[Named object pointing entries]
----

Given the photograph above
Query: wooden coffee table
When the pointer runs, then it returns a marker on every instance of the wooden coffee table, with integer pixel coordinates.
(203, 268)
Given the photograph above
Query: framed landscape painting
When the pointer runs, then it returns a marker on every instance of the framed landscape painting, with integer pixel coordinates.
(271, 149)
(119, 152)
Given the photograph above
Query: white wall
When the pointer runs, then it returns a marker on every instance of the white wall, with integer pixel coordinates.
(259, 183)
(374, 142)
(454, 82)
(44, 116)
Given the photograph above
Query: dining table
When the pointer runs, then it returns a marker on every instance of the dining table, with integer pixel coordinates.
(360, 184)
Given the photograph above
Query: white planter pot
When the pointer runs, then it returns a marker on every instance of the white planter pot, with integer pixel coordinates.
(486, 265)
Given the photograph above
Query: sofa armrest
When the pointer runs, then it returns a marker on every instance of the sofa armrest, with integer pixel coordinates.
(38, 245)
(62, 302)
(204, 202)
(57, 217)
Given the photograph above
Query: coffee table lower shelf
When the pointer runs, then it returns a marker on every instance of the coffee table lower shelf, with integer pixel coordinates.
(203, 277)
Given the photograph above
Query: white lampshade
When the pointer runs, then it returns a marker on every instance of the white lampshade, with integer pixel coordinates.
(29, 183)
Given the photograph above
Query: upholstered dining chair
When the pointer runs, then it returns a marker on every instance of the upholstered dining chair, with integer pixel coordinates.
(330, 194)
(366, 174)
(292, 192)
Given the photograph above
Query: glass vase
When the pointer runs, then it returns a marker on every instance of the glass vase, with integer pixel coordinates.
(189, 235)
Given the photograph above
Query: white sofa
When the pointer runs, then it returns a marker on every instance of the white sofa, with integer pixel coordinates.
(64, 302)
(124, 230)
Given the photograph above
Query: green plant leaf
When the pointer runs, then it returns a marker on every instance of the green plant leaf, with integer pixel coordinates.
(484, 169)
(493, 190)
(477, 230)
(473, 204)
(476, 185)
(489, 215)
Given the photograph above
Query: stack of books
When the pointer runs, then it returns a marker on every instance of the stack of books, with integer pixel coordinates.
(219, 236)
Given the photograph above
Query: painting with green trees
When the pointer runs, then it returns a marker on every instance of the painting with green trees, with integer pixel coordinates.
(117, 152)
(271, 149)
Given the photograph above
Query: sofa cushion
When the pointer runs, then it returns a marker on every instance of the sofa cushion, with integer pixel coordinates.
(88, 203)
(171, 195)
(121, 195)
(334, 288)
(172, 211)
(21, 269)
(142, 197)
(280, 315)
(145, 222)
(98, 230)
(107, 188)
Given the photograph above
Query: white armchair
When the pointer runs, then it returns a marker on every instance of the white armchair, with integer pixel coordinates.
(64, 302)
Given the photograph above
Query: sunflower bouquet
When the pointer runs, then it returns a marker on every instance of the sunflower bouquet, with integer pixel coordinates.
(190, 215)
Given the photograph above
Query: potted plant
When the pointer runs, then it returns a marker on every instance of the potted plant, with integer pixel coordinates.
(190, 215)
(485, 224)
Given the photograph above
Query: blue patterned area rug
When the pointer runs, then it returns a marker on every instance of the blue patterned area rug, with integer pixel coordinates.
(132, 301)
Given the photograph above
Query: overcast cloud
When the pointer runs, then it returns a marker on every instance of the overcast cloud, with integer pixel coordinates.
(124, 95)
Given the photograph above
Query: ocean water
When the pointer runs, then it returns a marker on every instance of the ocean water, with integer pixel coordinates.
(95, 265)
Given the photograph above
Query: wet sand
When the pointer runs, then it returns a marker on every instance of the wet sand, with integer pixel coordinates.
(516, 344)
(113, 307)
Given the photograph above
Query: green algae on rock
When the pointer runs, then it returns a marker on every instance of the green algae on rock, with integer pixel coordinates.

----

WHAT IS EXPECTED: Reproduce the records above exactly as they appear.

EXERCISE RESPONSE:
Given the photograph above
Query: wooden coffee table
When the pointer runs, then it returns a marker on every instance of the wooden coffee table, with integer pixel coordinates.
(203, 268)
Given the photograph above
Query: framed landscape painting
When the pointer runs, then it returns a marker on every instance of the framed landscape painting, with integer pixel coordinates.
(271, 149)
(119, 152)
Given the photograph above
Query: white wall
When the pointer runs, then it returns a marker on every instance of the white wall, with integer pixel coordinates.
(259, 183)
(374, 142)
(454, 82)
(44, 116)
Given the photograph above
Query: dining table
When the pointer runs, then it returns a marker on every instance of the dining table, with integer pixel coordinates.
(360, 184)
Given the photograph above
Query: white planter pot
When the pointer runs, then it returns a marker on every instance of the white planter pot, with integer pixel coordinates.
(486, 265)
Given the photograph above
Query: sofa armrest
When the pointer runs, then it returns a marker on every instance of the sofa armrest, with integer pixel coordinates.
(38, 245)
(62, 302)
(204, 202)
(57, 217)
Given the photograph above
Query: coffee table lower shelf
When the pointer runs, then it returns a marker on every instance of the coffee table lower shelf, with integer pixel coordinates.
(203, 277)
Given the photograph above
Query: white lampshade
When the pointer runs, then it returns a marker on every instance of the white lampshade, with integer pixel coordinates.
(29, 183)
Given the photograph above
Query: upholstered dining chair
When the pointer runs, then it returns a marker on every instance of the upholstered dining chair, with integer pixel coordinates.
(330, 194)
(366, 174)
(292, 192)
Given the photograph above
Query: glass vase
When the pointer runs, then it returns a marker on every instance of the glass vase, with integer pixel coordinates.
(189, 235)
Given the photograph above
Query: white sofa
When the pointer runs, then it returns a marker on every instance of the white sofa, with integer pixel coordinates.
(64, 302)
(124, 230)
Given the photograph above
Query: green plant leaf
When the pointer runs, then it returns a marker on every instance of the green plant leaf, with integer pixel coordinates.
(484, 169)
(493, 190)
(477, 230)
(473, 204)
(476, 185)
(489, 215)
Given the photograph above
Query: stack of books
When the pointer runs, then it returns a marker on every instance of the stack of books, with integer pixel coordinates.
(219, 236)
Given the photograph above
Query: painting with green trees
When the pointer runs, then it returns a marker on every instance of the painting with green trees, with integer pixel coordinates.
(117, 152)
(271, 149)
Given the photograph above
Query: sofa cushion
When the pointer runs, then it returns a marker on every instance of the sofa cushion, with integer pixel coordinates.
(88, 203)
(171, 195)
(121, 195)
(334, 288)
(172, 211)
(21, 269)
(142, 197)
(280, 315)
(145, 222)
(98, 230)
(107, 188)
Given the photograph above
Query: white armchair
When the pointer runs, then it returns a marker on every instance of the white armchair, with integer pixel coordinates.
(64, 302)
Given the photograph above
Query: sunflower bouquet
When the pointer runs, then it returns a marker on every instance of the sunflower bouquet, with integer pixel coordinates.
(190, 215)
Given the photograph above
Query: potted plant
When the pointer runs, then it returns a marker on every instance of the potted plant, with integer pixel coordinates.
(190, 215)
(485, 224)
Given the photograph above
Query: blue patterned area rug
When the pointer runs, then it returns a marker on every instance of the blue patterned area rug, with integer pixel coordinates.
(132, 301)
Given the photograph above
Query: overcast cloud
When the pointer runs, then it returns a marker on every instance of the overcast cloud, with integer pixel coordinates.
(124, 95)
Given the photograph above
Query: ocean water
When the pointer runs, then it returns a marker on every instance of the ocean water, with integer pixel coordinates.
(95, 265)
Given the photograph above
Query: wet sand
When the pointer runs, then it returns a marker on every instance of the wet sand, with integer pixel coordinates.
(516, 344)
(113, 307)
Given the photograph above
Query: green algae on rock
When the pointer runs, then it returns a marker on every instance of the green algae on rock, with integer pixel coordinates.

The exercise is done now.